Textauszug:
——
· Fachbeitrag · Leserforum
„Wie oft darf ich unsere Azubis bei einem Personalengpass von der Berufsschule abmelden?“
von Rechtsanwalt, Fachanwalt für Medizinrecht, Arbeitsrecht sowie Handels- und Gesellschaftsrecht Benedikt Büchling, Hagen,
| FRAGE: „Bei uns ist es immer öfter ein Thema, ob wir MFA-Schülerinnen vom Berufsschulunterricht befreien können, damit sie bei einem Personalengpass in der Praxis arbeiten. Wie ist hier die Rechtslage?“ |
Antwort: Eine Freistellung bzw. Beurlaubung von der Berufsschule kommt nur in den im Berufsbildungsgesetz (BBiG) oder anderen Gesetzen (z. B. Entgeltfortzahlungsgesetz, Mutterschutzgesetz, Bundeselterngeld- und Elternzeitgesetz) geregelten Fällen in Betracht. In Ihrem Fall ist § 15 BBiG einschlägig. Danach besteht für Auszubildende die Pflicht zum Besuch der Berufsschule. Ausbildende Ärzte haben die Auszubildenden nach § 15 Nr. 1 BBiG daher für die Teilnahme am Berufsschulunterricht freizustellen. Von dieser Vorschrift darf nicht zuungunsten des Auszubildenden abgewichen werden.
——
Aufgabe 1:
Beantworten Sie zum Leserforumsbeitrag über die Freistellung von Auszubildenden für die Berufsschule folgende Fragen:
(a) Für welche Schülerinnen wird in der Leserfrage eine Befreiung vom Berufsschulunterricht erwogen?
(b) Welche Vorschrift des Berufsbildungsgesetzes ist laut Antwort im geschilderten Fall einschlägig?
(c) Welche Gesetze nennt die Antwort als Beispiele für andere Gesetze, die eine Freistellung regeln?
Aufgabe 2: Greifen Sie den Leserforumsbeitrag über die Freistellung von Auszubildenden für die Berufsschule auf und setzen Sie ihn nach dem letzten Satz fort.

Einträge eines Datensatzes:
——
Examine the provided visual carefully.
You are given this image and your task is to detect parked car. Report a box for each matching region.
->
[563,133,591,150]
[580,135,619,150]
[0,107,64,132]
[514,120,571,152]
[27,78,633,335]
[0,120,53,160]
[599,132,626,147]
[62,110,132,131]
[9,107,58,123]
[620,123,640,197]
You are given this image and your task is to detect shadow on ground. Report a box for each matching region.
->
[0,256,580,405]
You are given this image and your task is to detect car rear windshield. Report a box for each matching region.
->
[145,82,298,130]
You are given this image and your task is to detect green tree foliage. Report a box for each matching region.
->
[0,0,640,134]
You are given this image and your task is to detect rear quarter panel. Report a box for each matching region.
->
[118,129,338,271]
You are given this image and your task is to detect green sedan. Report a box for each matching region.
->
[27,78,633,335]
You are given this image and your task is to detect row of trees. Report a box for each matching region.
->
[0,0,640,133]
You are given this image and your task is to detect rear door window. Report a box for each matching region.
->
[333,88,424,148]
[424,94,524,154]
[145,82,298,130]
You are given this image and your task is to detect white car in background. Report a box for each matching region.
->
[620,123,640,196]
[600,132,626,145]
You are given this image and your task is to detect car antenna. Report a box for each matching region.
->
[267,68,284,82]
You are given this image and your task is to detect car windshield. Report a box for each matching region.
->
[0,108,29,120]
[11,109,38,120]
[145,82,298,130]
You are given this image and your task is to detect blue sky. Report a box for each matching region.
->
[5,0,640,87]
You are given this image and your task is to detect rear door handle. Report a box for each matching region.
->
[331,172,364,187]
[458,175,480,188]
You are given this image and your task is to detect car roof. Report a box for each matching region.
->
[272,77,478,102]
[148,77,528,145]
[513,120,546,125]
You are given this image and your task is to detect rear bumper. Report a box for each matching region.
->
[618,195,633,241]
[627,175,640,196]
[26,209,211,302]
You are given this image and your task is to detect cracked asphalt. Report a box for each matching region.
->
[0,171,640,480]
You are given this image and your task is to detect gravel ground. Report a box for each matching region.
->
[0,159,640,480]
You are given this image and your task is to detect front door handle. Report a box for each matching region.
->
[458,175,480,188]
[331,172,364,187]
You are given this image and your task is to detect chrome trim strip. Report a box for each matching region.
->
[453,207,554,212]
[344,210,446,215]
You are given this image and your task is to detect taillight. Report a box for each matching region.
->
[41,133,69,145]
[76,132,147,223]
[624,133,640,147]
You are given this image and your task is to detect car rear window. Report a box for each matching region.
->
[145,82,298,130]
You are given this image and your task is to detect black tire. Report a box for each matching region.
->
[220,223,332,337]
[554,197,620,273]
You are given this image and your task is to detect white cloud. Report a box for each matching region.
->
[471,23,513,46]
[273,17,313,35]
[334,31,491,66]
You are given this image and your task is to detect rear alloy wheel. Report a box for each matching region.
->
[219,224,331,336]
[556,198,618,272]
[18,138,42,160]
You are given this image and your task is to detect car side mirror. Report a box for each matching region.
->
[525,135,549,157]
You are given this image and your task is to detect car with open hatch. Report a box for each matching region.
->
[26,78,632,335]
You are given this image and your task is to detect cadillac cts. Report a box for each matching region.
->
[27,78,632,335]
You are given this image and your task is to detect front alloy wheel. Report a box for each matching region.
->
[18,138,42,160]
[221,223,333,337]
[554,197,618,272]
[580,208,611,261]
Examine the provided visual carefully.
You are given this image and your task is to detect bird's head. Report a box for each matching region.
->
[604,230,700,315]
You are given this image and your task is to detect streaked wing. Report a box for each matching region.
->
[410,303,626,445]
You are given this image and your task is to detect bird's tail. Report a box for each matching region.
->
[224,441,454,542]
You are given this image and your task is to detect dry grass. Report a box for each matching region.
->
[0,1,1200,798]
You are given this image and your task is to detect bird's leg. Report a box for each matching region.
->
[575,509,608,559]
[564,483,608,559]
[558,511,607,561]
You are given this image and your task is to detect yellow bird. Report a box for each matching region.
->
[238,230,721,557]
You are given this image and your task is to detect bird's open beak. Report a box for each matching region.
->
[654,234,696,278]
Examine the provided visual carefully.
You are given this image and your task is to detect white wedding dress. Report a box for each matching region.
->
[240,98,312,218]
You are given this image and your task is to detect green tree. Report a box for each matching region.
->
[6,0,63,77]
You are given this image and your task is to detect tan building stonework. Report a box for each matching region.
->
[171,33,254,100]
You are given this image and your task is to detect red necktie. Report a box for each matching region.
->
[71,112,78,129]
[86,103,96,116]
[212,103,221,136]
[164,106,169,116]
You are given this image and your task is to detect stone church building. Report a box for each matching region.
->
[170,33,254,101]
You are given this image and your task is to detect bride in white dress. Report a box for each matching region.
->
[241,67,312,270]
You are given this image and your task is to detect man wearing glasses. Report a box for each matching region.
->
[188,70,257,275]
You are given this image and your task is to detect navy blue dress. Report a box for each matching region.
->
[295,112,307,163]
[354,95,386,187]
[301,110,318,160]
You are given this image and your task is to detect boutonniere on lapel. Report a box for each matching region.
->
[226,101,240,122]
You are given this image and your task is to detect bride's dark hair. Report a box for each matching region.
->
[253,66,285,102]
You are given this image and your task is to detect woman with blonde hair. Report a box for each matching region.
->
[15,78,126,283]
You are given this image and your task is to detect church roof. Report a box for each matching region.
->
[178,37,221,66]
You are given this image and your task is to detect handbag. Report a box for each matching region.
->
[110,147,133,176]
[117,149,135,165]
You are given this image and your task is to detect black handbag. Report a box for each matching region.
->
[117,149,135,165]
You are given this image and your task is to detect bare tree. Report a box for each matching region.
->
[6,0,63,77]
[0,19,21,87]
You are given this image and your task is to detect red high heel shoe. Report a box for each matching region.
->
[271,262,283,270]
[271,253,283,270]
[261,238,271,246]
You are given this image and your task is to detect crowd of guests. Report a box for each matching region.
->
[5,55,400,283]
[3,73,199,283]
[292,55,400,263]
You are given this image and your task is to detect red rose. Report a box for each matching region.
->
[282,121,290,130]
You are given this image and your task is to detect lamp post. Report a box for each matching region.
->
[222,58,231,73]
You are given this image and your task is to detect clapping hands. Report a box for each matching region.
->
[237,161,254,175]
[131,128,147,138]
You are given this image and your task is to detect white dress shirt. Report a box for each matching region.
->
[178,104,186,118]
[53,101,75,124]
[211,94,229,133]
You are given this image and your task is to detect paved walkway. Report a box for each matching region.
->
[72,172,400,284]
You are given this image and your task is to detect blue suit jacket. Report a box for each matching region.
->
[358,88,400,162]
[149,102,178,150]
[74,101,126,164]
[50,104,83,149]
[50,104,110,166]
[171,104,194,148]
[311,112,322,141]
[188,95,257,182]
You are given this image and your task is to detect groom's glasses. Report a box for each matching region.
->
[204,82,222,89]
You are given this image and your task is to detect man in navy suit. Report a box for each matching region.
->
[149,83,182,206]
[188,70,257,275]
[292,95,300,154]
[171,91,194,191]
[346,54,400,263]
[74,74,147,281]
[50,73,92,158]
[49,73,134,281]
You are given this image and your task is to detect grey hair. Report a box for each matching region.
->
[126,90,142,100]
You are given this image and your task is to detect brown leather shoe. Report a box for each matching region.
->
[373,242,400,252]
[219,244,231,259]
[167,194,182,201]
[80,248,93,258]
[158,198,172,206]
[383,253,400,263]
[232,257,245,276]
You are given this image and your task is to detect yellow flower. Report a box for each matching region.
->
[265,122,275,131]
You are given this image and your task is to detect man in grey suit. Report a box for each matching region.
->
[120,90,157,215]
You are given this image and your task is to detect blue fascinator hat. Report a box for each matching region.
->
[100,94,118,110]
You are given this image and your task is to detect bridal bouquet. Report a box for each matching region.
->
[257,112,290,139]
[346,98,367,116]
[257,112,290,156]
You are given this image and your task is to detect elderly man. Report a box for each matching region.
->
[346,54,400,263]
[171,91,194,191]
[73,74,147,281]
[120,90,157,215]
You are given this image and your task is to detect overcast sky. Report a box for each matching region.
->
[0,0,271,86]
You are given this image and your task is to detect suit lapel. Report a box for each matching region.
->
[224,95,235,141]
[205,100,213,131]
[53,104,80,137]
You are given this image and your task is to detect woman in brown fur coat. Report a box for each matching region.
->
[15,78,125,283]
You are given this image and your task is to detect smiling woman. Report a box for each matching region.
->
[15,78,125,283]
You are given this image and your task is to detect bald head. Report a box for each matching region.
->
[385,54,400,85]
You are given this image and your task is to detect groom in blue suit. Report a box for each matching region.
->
——
Lösung 1:
(a) Für MFA-Schülerinnen.
(b) § 15 BBiG.
(c) Das Entgeltfortzahlungsgesetz, das Mutterschutzgesetz sowie das Bundeselterngeld- und Elternzeitgesetz.

Lösung 2:
Von dieser Pflicht kann nach der juristischen Kommentarliteratur (Wohlgemuth/Pepping, Kommentar zum BBiG) nur in wenigen Ausnahmefällen abgewichen werden; dies sind: Betreuung eines kranken Kindes, vorübergehende Schließung der Berufsschule, Kurzarbeit, Corona). Das BBiG schreibt damit vor, dass eine Freistellung von der Berufsschule immer nur aufgrund unabwendbarer Umstände nur nach einem schriftlichen Antrag erfolgen darf. Dieser muss vom Ausbilder rechtzeitig bei der Berufsschule eingereicht werden. Aus dem Antrag muss die Unabwendbarkeit der Freistellung ersichtlich sein. Alle vorhersehbaren betrieblichen Ereignisse stellen in der Regel keinen geeigneten Grund für eine Freistellung dar.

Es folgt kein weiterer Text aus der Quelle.